> WHAT YOU WILL DO:
Can you convert every line of the records below into a numbered list, skipping any blank lines?

(Dataset entries)
____

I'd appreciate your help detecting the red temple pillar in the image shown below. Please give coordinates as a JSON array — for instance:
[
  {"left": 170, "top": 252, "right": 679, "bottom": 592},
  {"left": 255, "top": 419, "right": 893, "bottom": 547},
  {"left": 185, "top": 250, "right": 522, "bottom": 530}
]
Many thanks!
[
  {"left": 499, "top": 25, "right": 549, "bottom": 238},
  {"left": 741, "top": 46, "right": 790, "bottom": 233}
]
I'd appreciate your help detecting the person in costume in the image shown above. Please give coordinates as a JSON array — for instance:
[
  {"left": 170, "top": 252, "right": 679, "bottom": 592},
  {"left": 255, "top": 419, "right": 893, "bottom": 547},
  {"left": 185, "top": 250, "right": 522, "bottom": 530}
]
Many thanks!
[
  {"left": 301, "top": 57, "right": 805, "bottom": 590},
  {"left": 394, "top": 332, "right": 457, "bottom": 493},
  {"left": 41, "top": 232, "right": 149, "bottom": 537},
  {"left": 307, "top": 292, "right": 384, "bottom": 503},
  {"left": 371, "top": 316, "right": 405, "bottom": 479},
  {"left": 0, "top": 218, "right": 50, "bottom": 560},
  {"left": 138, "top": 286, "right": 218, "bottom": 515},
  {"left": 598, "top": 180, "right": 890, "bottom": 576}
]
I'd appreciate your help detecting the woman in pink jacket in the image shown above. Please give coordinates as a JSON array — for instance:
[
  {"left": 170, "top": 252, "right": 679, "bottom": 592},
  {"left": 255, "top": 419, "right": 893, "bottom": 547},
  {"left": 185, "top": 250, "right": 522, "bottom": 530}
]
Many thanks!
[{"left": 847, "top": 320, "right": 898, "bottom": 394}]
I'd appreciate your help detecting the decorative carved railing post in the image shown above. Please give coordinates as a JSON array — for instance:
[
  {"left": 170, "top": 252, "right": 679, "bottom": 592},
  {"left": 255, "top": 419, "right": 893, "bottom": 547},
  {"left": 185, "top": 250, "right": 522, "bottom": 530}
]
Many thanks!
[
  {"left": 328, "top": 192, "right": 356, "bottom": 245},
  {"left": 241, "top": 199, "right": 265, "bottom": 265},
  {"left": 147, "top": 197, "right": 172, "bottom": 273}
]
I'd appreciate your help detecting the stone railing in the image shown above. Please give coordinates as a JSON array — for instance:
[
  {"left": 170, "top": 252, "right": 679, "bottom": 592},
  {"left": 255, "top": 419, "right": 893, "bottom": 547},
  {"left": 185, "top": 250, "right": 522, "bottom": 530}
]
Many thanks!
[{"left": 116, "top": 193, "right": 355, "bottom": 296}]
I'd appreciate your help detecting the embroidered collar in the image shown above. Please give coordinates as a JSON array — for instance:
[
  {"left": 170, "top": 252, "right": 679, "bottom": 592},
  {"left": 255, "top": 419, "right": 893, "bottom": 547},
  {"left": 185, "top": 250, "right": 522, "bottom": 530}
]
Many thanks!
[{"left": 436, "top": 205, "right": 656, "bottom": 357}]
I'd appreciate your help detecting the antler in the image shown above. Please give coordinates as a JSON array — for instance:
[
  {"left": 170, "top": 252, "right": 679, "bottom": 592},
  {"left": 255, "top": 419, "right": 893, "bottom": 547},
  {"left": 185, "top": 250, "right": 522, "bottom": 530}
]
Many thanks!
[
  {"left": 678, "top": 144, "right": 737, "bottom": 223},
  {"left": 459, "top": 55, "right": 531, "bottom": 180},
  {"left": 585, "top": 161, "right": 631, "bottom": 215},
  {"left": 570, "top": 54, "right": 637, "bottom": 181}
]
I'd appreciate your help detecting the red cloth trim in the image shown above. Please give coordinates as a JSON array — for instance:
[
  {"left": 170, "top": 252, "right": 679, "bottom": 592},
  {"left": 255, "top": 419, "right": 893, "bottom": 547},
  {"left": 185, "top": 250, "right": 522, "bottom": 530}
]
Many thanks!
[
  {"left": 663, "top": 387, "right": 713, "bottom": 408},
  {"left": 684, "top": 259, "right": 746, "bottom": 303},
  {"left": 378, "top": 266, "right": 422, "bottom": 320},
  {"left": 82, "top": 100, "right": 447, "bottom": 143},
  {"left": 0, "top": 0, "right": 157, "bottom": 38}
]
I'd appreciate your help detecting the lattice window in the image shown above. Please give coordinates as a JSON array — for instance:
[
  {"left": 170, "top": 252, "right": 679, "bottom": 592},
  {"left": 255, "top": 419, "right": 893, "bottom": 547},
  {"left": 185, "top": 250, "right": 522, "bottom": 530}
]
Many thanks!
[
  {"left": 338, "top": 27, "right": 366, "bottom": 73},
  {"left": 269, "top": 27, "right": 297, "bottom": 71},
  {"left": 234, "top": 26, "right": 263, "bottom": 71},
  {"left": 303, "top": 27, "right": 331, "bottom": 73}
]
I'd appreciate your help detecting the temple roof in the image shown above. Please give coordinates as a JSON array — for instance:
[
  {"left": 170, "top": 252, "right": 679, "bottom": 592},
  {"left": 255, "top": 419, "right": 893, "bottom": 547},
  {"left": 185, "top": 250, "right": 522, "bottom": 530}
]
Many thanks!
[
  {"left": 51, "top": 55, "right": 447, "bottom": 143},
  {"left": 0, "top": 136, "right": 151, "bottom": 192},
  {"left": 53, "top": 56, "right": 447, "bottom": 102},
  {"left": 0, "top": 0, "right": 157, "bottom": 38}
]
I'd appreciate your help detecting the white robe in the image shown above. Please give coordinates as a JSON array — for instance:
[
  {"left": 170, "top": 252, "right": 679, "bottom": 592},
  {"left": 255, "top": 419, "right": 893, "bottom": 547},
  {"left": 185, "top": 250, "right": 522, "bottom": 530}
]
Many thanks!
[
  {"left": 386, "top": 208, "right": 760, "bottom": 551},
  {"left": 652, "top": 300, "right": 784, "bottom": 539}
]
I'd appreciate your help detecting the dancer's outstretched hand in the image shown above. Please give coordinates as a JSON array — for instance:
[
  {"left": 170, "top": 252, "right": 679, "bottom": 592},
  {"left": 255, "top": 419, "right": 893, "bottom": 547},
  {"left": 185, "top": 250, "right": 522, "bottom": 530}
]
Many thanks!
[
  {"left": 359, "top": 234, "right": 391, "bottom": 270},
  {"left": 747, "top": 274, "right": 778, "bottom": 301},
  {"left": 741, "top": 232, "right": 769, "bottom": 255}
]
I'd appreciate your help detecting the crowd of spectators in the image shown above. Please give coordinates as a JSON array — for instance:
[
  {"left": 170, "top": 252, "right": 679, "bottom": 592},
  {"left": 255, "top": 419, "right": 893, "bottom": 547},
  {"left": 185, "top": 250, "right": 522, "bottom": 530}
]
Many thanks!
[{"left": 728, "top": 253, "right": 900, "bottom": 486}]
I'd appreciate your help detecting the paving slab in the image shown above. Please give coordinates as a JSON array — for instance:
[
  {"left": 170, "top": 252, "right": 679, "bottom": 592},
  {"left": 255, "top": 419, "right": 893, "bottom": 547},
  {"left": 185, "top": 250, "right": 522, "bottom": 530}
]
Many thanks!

____

> CORRECT OUTPUT:
1. I'd appreciate your help detecting the red temple pillar in the image shown below. Please give coordinates as a JSON array — for instance:
2. [
3.   {"left": 170, "top": 252, "right": 679, "bottom": 592},
4.   {"left": 255, "top": 419, "right": 893, "bottom": 547},
5.   {"left": 185, "top": 250, "right": 522, "bottom": 530}
6. ]
7. Many thanks!
8. [
9.   {"left": 499, "top": 25, "right": 549, "bottom": 238},
10.   {"left": 741, "top": 46, "right": 790, "bottom": 233}
11. ]
12. I'd appreciate your help detecting the person in costume in the image shown above. Please give coordinates as a JSON array — for instance:
13. [
14.   {"left": 170, "top": 252, "right": 679, "bottom": 592},
15.   {"left": 255, "top": 419, "right": 893, "bottom": 547},
16.   {"left": 185, "top": 250, "right": 522, "bottom": 530}
17. ]
18. Many thanks!
19. [
20.   {"left": 301, "top": 57, "right": 805, "bottom": 590},
21.   {"left": 394, "top": 332, "right": 457, "bottom": 493},
22.   {"left": 41, "top": 232, "right": 149, "bottom": 537},
23.   {"left": 307, "top": 292, "right": 384, "bottom": 503},
24.   {"left": 371, "top": 316, "right": 405, "bottom": 479},
25.   {"left": 0, "top": 218, "right": 50, "bottom": 560},
26.   {"left": 138, "top": 286, "right": 218, "bottom": 515},
27.   {"left": 598, "top": 180, "right": 890, "bottom": 576}
28. ]
29. I'd appreciate your help detecting the woman in pink jacket in the image shown above. Please give coordinates as a JSON array — for instance:
30. [
31.   {"left": 170, "top": 252, "right": 679, "bottom": 592},
32.   {"left": 255, "top": 419, "right": 893, "bottom": 547},
33.   {"left": 185, "top": 250, "right": 522, "bottom": 530}
34. ]
35. Many thanks!
36. [{"left": 847, "top": 320, "right": 898, "bottom": 394}]
37. I'd appreciate your help detecting the decorative carved railing post in the image shown above. Please give coordinates as a JSON array — for instance:
38. [
39.   {"left": 170, "top": 252, "right": 679, "bottom": 592},
40.   {"left": 255, "top": 419, "right": 893, "bottom": 547},
41.   {"left": 185, "top": 250, "right": 522, "bottom": 530}
42. ]
43. Many thanks!
44. [
45.   {"left": 328, "top": 192, "right": 356, "bottom": 245},
46.   {"left": 241, "top": 199, "right": 265, "bottom": 265},
47.   {"left": 147, "top": 197, "right": 172, "bottom": 273}
48. ]
49. I'd appreciate your help detecting the stone railing in the image shown above. Please give coordinates as a JSON array — for instance:
50. [
51.   {"left": 170, "top": 252, "right": 679, "bottom": 592},
52.   {"left": 255, "top": 419, "right": 893, "bottom": 547},
53.   {"left": 185, "top": 250, "right": 522, "bottom": 530}
54. ]
55. Many thanks!
56. [{"left": 116, "top": 193, "right": 355, "bottom": 296}]
57. I'd appreciate your help detecting the embroidered collar in the image shown above. Please give coordinates as a JSON array — for instance:
58. [
59.   {"left": 170, "top": 252, "right": 679, "bottom": 592},
60.   {"left": 255, "top": 419, "right": 893, "bottom": 547},
61.   {"left": 185, "top": 250, "right": 522, "bottom": 530}
62. ]
63. Many thanks!
64. [{"left": 436, "top": 205, "right": 656, "bottom": 357}]
65. I'd appreciate your help detecting the antler in the image shown above. Please give coordinates as a JSON array — for instance:
66. [
67.   {"left": 170, "top": 252, "right": 679, "bottom": 592},
68.   {"left": 255, "top": 419, "right": 893, "bottom": 547},
69.   {"left": 185, "top": 250, "right": 522, "bottom": 530}
70. ]
71. Many thanks!
72. [
73.   {"left": 678, "top": 144, "right": 737, "bottom": 223},
74.   {"left": 459, "top": 55, "right": 531, "bottom": 180},
75.   {"left": 585, "top": 161, "right": 631, "bottom": 215},
76.   {"left": 570, "top": 54, "right": 637, "bottom": 181}
77. ]
78. I'd appreciate your help detecting the red cloth trim in the image shown above. Please give coordinates as a JSON array — for instance:
79. [
80.   {"left": 170, "top": 252, "right": 679, "bottom": 592},
81.   {"left": 255, "top": 419, "right": 893, "bottom": 547},
82.   {"left": 185, "top": 250, "right": 522, "bottom": 530}
83. ]
84. Many thanks!
85. [
86.   {"left": 663, "top": 387, "right": 713, "bottom": 408},
87.   {"left": 684, "top": 259, "right": 746, "bottom": 303},
88.   {"left": 378, "top": 266, "right": 422, "bottom": 320},
89.   {"left": 82, "top": 100, "right": 447, "bottom": 143},
90.   {"left": 0, "top": 0, "right": 157, "bottom": 38}
91. ]
92. I'd appreciate your help detecting the lattice window in the image shown above. Please give coordinates as a JSON array — for instance:
93. [
94.   {"left": 170, "top": 252, "right": 679, "bottom": 592},
95.   {"left": 255, "top": 419, "right": 893, "bottom": 547},
96.   {"left": 185, "top": 250, "right": 522, "bottom": 530}
97. ]
98. Many thanks!
99. [
100.   {"left": 338, "top": 27, "right": 366, "bottom": 73},
101.   {"left": 269, "top": 27, "right": 297, "bottom": 71},
102.   {"left": 234, "top": 26, "right": 263, "bottom": 71},
103.   {"left": 303, "top": 27, "right": 331, "bottom": 73}
104. ]
105. I'd appreciate your help detecting the temple roof in the image shown above. Please give coordinates as a JSON array — for instance:
106. [
107.   {"left": 170, "top": 252, "right": 679, "bottom": 592},
108.   {"left": 255, "top": 419, "right": 893, "bottom": 547},
109.   {"left": 185, "top": 250, "right": 522, "bottom": 530}
110. ]
111. Many thanks!
112. [
113.   {"left": 51, "top": 55, "right": 447, "bottom": 143},
114.   {"left": 0, "top": 136, "right": 151, "bottom": 192},
115.   {"left": 53, "top": 56, "right": 447, "bottom": 102},
116.   {"left": 0, "top": 0, "right": 157, "bottom": 38}
117. ]
118. I'd appreciate your help detecting the white robe in the image shown above. Please give coordinates as a JSON array — for instance:
119. [
120.   {"left": 170, "top": 252, "right": 679, "bottom": 592},
121.   {"left": 255, "top": 419, "right": 893, "bottom": 547},
122.   {"left": 185, "top": 250, "right": 522, "bottom": 530}
123. ]
124. Many thanks!
125. [
126.   {"left": 386, "top": 208, "right": 760, "bottom": 551},
127.   {"left": 652, "top": 300, "right": 784, "bottom": 539}
128. ]
129. I'd appreciate your help detecting the dancer's outstretched hand in the image shown above. Please give coordinates as a JSON array — for instance:
130. [
131.   {"left": 170, "top": 252, "right": 679, "bottom": 592},
132.   {"left": 255, "top": 419, "right": 893, "bottom": 547},
133.   {"left": 185, "top": 250, "right": 522, "bottom": 530}
134. ]
135. Many thanks!
136. [
137.   {"left": 359, "top": 234, "right": 391, "bottom": 270},
138.   {"left": 747, "top": 274, "right": 778, "bottom": 301},
139.   {"left": 741, "top": 232, "right": 769, "bottom": 255}
140. ]
141. I'd appreciate your help detecting the crowd of spectators in the image shown above. Please give coordinates as a JSON array — for instance:
142. [
143.   {"left": 170, "top": 252, "right": 679, "bottom": 592},
144.   {"left": 255, "top": 419, "right": 893, "bottom": 547},
145.   {"left": 185, "top": 250, "right": 522, "bottom": 530}
146. ]
147. Many thanks!
148. [{"left": 728, "top": 253, "right": 900, "bottom": 486}]
149. I'd appreciate your help detecting the paving slab in the image shown above. Please give coordinates as a JSON array — for instance:
150. [
151.   {"left": 170, "top": 252, "right": 679, "bottom": 592},
152.   {"left": 255, "top": 419, "right": 893, "bottom": 547},
153.   {"left": 185, "top": 250, "right": 522, "bottom": 530}
154. ]
155. Many thanks!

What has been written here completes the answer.